Many times, on an emotional level, on a spiritual level, those needs can be there, but what they most need is witnessing. And so, as we witness ourselves, as we potentially explore being witnessed by others in our need, which can be extremely vulnerable, especially when we don't know if they're capable of meeting us in it or meeting it, we also have the awareness that it may not be meetable by a human or we may not be able to control it. And so is God, the divine universe, able to meet us in it? And oftentimes, when we're not able to meet ourselves and we don't feel either in a space to bring it to others or just others can't meet us in it, my prayer is just to lift up my need, like I don't know how this can be met, but I gotta lift it up to you because I don't have any way of meeting it myself.

> GIVEN DATA:
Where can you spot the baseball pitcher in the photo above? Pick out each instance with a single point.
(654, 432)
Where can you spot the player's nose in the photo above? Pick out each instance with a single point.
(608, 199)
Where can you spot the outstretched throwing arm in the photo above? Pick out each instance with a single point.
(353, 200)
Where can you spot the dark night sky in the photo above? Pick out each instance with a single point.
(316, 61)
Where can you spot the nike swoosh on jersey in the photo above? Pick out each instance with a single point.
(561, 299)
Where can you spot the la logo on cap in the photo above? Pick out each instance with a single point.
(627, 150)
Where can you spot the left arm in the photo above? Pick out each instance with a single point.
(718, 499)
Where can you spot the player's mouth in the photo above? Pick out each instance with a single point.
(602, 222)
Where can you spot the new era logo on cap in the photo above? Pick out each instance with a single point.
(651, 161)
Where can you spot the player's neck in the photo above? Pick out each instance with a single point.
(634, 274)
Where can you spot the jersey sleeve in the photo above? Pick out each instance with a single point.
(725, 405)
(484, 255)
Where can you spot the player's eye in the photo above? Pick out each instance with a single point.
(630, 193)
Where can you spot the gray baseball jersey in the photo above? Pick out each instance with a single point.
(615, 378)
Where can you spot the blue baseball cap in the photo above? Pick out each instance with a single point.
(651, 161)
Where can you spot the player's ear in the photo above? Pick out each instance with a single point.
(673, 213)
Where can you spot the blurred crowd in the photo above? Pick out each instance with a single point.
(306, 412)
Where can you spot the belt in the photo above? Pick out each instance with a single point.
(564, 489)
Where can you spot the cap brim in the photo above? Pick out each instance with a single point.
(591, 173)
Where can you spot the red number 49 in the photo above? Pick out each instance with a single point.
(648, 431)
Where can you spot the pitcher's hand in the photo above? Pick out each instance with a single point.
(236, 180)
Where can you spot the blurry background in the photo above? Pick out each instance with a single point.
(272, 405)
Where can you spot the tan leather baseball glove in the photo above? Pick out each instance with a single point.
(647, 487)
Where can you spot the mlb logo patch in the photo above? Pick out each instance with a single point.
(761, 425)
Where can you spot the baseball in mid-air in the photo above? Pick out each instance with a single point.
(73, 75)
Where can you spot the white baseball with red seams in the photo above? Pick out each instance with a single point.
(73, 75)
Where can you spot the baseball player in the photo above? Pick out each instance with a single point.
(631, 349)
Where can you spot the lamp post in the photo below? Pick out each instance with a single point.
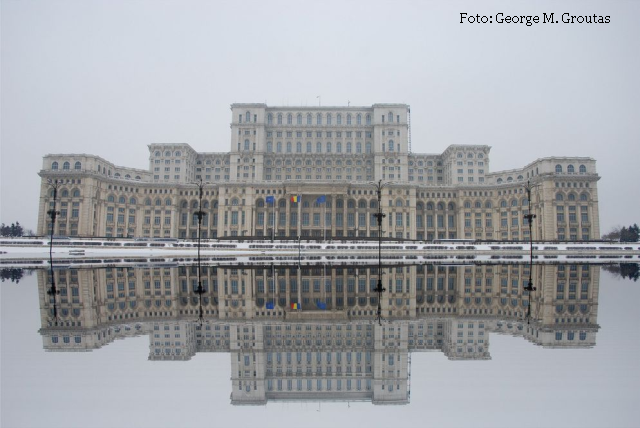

> WORK ITEM: Please pick up the passage on witnessing needs and lifting them up in prayer, continuing it from its final sentence. The records have no connection to the passage on witnessing needs.

> REPLY:
Ellie: 29:24

There's a very deep place of vulnerability of simply acknowledging, layer after layer as we go deeper into our journeys, with grief and not with grief this I came into this from a grief angle, but it is a prerequisite to really being able to do this in grief anyways, to be in a place where we can say and claim what our needs are without the expectation that they will always be met. It's a very, very, very vulnerable thing always be met. It's a very, very, very vulnerable thing For me when I was exploring this, the first time I kind of stepped into my need exploration was about seven years ago and I was terrified terrified to even consider that I had needs like terrified and to even consider that I had all of these needs from the past that had never been met and that I had just skimmed over the top of or that I had needed to find a way through because they hadn't been met. And I usually just found it by squashing them down and trying to be somebody that didn't need anything from anybody else.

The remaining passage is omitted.